▶ [TEXT EXCERPT]
Temporal stability of the pixel-to-pixel variations from single-exposure flat-field

MST2 captured 20 twilight flat field daily. Taking November 6, 2023 as an example, the left panel of Fig. 1 illustrates the pixel-to-pixel variations. The pixel-to-pixel variations are observed, and qualitatively, the variation of each individual pixel-to-pixel remains similar throughout the day.

Figure 1
figure 1

MST2 is outfitted with a diffuser plate to homogenize the incident light. Left panels: 20 pixel-to-pixel variations from November 6, 2023. The observation times are marked in each panel, and the panels are numbered in the order of observation time. The standard deviations of pixel-to-pixel variation are also calculated and indicated in each panel. Right panels: the result of subtracting 20 pixel-to-pixel variations by the first one. Color bar is overplotted at the right indicating the normalized electrical signal, respectively. The standard deviation are also labeled in each panel.

To quantitatively assess the scale and intraday stability of pixel-to-pixel variations, we first examined the histogram of pixel values from individual-exposure flat-field images. These distributions closely resemble Gaussian profiles. By fitting each histogram with a Gaussian function, we derived the standard deviation as a measure of the pixel-to-pixel variation. The resulting standard deviations range from 1.209% to 1.225%, with a typical value of 1.216%. It is important to note that this scatter originates from both intrinsic pixel-to-pixel variation and Poisson noise (e.g., shot noise and read noise).

Here, we roughly estimated the contribution of Poisson noise. For each bias-subtracted flat-field, we calculated the SNR by taking the square root of the median number of electrons, which was estimated by multiplying the median ADU value by the gain (\(\sim 0.25~e^-\)/ADU for MST2). The inverse of the SNR provides an approximate estimate of the random error, yielding a typical value of about \(1.160\%\). This suggests that the standard deviation of pixel-to-pixel variations in a single flat-field is primarily dominated by Poisson noise rather than intrinsic pixel-to-pixel variations. It means that using a single flat-field for correction introduces a random photometric error of approximately \(1.160\%\) per pixel, and if a star spans 10 pixels on the detector, this will introduce a random error of about 0.367 \(\%\) mag in its photometric measurement.

Moreover, the standard deviation of the intrinsic pixel-to-pixel variations was theoretically estimated by calculating the arithmetic square root of the squared difference between the typical standard deviation of pixel-to-pixel variations from a single flat-field (\(1.216\%\)) and the random error induced by Poisson noise (\(1.160\%\)), yielding a value of approximately 0.365%.

To quantitatively investigate the stability of pixel-to-pixel variations across 20 flat fields taken on a single day, we used the first flat as a reference and calculated, for each subsequent frame, the standard deviation of the pixel-to-pixel variations after division by or subtraction from it. The results of subtraction for November 6, 2023, are displayed in the right panel of Fig. 1, showing no significant pixel-to-pixel variations. We then performed Gaussian fitting on the pixel distributions after both division and subtraction to derive the standard deviation as a quantitative measure of stability. The two methods produced consistent results, with standard deviations ranging from \(1.639\%\) to \(1.650\%\) and a typical value of \(1.641\%\), which includes a random error contribution of approximately \(\sqrt{0.01641^2 - (\sqrt{2}\times 0.01160)^2} \sim 0.0004\) (\(\sqrt{2}\) results from the combination of two independent variables). This implies that the stability of the pixel-to-pixel variations derived from single flat-field is better than 0.1% over the course of a day.

▶ [EXCERPTED DATA]
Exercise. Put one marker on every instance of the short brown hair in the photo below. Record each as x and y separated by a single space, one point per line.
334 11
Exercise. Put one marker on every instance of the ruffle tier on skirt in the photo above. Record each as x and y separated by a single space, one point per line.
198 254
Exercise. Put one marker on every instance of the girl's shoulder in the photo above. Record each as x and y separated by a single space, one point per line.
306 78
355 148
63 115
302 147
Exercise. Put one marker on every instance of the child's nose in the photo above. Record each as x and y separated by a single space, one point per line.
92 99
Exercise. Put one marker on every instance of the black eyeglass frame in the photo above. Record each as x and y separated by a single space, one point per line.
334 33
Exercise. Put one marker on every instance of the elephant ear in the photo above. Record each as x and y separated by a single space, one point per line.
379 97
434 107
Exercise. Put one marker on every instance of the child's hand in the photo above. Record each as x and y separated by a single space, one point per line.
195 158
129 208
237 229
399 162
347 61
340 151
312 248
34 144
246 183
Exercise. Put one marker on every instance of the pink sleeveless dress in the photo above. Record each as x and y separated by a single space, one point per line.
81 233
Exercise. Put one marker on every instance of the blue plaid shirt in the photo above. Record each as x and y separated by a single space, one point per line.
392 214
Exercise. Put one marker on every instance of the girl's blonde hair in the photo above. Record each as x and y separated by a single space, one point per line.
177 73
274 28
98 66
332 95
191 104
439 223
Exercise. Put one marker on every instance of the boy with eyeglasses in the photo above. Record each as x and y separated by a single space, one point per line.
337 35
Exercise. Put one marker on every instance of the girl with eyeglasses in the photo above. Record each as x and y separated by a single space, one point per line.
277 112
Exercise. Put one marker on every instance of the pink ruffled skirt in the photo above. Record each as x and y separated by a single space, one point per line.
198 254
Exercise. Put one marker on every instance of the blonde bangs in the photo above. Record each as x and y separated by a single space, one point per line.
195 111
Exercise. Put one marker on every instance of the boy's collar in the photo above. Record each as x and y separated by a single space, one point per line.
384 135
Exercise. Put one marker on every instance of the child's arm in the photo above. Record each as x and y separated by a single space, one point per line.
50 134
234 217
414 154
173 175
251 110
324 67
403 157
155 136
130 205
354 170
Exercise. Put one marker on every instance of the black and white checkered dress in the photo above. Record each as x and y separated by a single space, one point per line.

▶ [EXERCISE INSTRUCTIONS]
- A) In the flat-field text, what is the typical standard deviation of the pixel-to-pixel variations from a single-exposure flat-field?
- B) Retype the flat-field text starting with "To quantitatively assess" and going on through "and read noise).".

▶ [LIST OF SOLUTIONS]
- A) About 1.216%, within a range of 1.209% to 1.225%.

- B)
To quantitatively assess the scale and intraday stability of pixel-to-pixel variations, we first examined the histogram of pixel values from individual-exposure flat-field images. These distributions closely resemble Gaussian profiles. By fitting each histogram with a Gaussian function, we derived the standard deviation as a measure of the pixel-to-pixel variation. The resulting standard deviations range from 1.209% to 1.225%, with a typical value of 1.216%. It is important to note that this scatter originates from both intrinsic pixel-to-pixel variation and Poisson noise (e.g., shot noise and read noise).